[mpich-discuss] mpiexec / Windows networking

Michael Colonno mcolonno at stanford.edu
Tue Jun 19 23:22:04 CDT 2012


            Update on this issue: it seems to have to do with the paths of the remote processes. I have the bin dir in my path. Without any absolute paths, I get this: 

 

>mpiexec -n 4 cxxpi.exe

Error while connecting to host, No connection could be made because the target machine actively refused it. (10061)

Connect on sock (host=mike-studio17, port=8678) failed, exhausted all end points

Unable to connect to 'mike-studio17:8678',

sock error: Error = -1

 

            Adding the absolute path on mpiexec.exe fixes this issue:

 

>C:\Users\mcolonno\Desktop\Software\MPICH2\bin\mpiexec -n 4 cxxpi.exe

Process 2 of 4 is on mike-studio17

Process 3 of 4 is on mike-studio17

Process 0 of 4 is on mike-studio17

Process 1 of 4 is on mike-studio17

pi is approximately 3.14159 Error is 8.33331e-010

wall clock time = 0.000230972

 

            Absolute path on cxxpi.exe has no effect:

 

>mpiexec -n 4 C:\Users\mcolonno\Desktop\Software\MPICH2\bin\cxxpi.exe

Error while connecting to host, No connection could be made because the target machine actively refused it. (10061)

Connect on sock (host=mike-studio17, port=8678) failed, exhausted all end points

Unable to connect to 'mike-studio17:8678',

sock error: Error = -1

 

            Note the status of smpd doesn't seem to matter to function:

 

>smpd -status

no smpd running on mike-studio17.bsc.corp

 

            Interestingly, running hostname works fine: 

 

>C:\Users\mcolonno\Desktop\Software\MPICH2\bin\mpiexec -n 4 hostname

mike-studio17

mike-studio17

mike-studio17

mike-studio17

 

            Other basic system commands throw an error:

 

>C:\Users\mcolonno\Desktop\Software\MPICH2\bin\mpiexec -n 4 chdir

launch failed: CreateProcess(chdir) on 'mike-studio17' failed, error 2 - The system cannot find the file specified.

 

launch failed: CreateProcess(chdir) on 'mike-studio17' failed, error 2 - The system cannot find the file specified.

 

launch failed: CreateProcess(chdir) on 'mike-studio17' failed, error 2 - The system cannot find the file specified.

 

launch failed: CreateProcess(chdir) on 'mike-studio17' failed, error 2 - The system cannot find the file specified.

 

Error posting writev, An established connection was aborted by the software in your host machine.(10053)

unable to post a write for the next command,

sock error: Error = 10053

 

unable to post a write of the close command to tear down the job tree as part of the abort process.

unable to post an abort command.

 

            I'm used to the Linux setup in which one's config file would take care of any path issues; here I'm not sure what to do beyond putting the binaries in my path. Any advice on Windows operation is appreciated.

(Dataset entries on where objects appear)
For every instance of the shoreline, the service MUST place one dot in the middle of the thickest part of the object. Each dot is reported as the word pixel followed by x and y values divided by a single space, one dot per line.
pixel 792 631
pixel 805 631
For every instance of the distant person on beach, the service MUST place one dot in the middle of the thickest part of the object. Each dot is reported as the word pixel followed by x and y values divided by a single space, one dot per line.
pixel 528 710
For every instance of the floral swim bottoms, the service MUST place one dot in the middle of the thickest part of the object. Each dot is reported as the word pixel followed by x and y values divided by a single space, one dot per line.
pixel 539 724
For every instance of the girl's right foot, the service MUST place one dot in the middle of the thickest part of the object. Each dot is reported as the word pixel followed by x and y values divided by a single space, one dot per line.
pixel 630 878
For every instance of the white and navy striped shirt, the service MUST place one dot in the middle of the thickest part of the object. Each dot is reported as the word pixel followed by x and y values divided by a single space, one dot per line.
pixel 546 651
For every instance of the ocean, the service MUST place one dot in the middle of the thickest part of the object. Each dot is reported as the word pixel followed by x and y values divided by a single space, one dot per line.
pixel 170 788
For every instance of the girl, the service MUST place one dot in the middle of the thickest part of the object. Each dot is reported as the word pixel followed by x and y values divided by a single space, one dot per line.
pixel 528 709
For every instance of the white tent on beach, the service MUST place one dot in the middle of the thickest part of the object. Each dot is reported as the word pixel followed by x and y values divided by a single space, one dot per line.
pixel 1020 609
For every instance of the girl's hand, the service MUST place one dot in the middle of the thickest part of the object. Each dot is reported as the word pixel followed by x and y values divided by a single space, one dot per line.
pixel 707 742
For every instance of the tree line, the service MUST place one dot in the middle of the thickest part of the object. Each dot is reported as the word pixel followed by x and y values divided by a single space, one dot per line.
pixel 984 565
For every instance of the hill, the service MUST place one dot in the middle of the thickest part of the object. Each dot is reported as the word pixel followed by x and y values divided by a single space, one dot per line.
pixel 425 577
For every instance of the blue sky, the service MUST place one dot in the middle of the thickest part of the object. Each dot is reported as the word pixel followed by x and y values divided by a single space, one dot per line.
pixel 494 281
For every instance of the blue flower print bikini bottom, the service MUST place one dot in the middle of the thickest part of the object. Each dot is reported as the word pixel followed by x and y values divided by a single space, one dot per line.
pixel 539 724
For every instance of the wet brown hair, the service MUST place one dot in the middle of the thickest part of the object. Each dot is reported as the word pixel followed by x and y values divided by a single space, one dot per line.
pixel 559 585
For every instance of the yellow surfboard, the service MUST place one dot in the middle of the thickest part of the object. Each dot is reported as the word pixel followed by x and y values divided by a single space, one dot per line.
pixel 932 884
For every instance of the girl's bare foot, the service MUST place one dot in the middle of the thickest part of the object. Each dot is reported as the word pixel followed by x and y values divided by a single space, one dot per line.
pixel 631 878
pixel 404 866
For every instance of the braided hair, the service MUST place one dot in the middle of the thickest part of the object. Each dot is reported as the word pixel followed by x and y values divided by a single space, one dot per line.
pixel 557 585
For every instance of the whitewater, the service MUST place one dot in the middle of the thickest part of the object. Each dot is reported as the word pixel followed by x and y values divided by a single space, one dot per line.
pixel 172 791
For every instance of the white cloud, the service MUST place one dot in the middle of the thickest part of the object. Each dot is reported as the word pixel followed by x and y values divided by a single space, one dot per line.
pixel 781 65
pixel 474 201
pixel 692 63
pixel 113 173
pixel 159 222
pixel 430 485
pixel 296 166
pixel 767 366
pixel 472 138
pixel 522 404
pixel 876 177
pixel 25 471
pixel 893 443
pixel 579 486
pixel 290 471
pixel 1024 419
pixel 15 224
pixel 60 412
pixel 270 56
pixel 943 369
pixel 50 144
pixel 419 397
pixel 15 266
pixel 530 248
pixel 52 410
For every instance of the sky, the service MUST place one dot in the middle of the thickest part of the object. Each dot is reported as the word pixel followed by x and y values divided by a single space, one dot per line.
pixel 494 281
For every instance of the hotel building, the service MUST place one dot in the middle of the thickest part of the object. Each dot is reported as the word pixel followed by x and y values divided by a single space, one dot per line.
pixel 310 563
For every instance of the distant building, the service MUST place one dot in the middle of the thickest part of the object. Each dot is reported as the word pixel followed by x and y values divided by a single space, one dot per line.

* To be done:
(1) In the mpiexec post, which host and port does the failed socket connection name?
(2) List every command the mpiexec post shows being typed at the > prompt, without the prompt character.
(3) Transcribe the mpiexec post from "sock error: Error = 10053" up to and including "operation is appreciated.".
Rely on the mpiexec post alone.

* Answer set:
(1) Host mike-studio17, port 8678.

(2)
- mpiexec -n 4 cxxpi.exe
- C:\Users\mcolonno\Desktop\Software\MPICH2\bin\mpiexec -n 4 cxxpi.exe
- mpiexec -n 4 C:\Users\mcolonno\Desktop\Software\MPICH2\bin\cxxpi.exe
- smpd -status
- C:\Users\mcolonno\Desktop\Software\MPICH2\bin\mpiexec -n 4 hostname
- C:\Users\mcolonno\Desktop\Software\MPICH2\bin\mpiexec -n 4 chdir

(3)
sock error: Error = 10053

 

unable to post a write of the close command to tear down the job tree as part of the abort process.

unable to post an abort command.

 

            I'm used to the Linux setup in which one's config file would take care of any path issues; here I'm not sure what to do beyond putting the binaries in my path. Any advice on Windows operation is appreciated.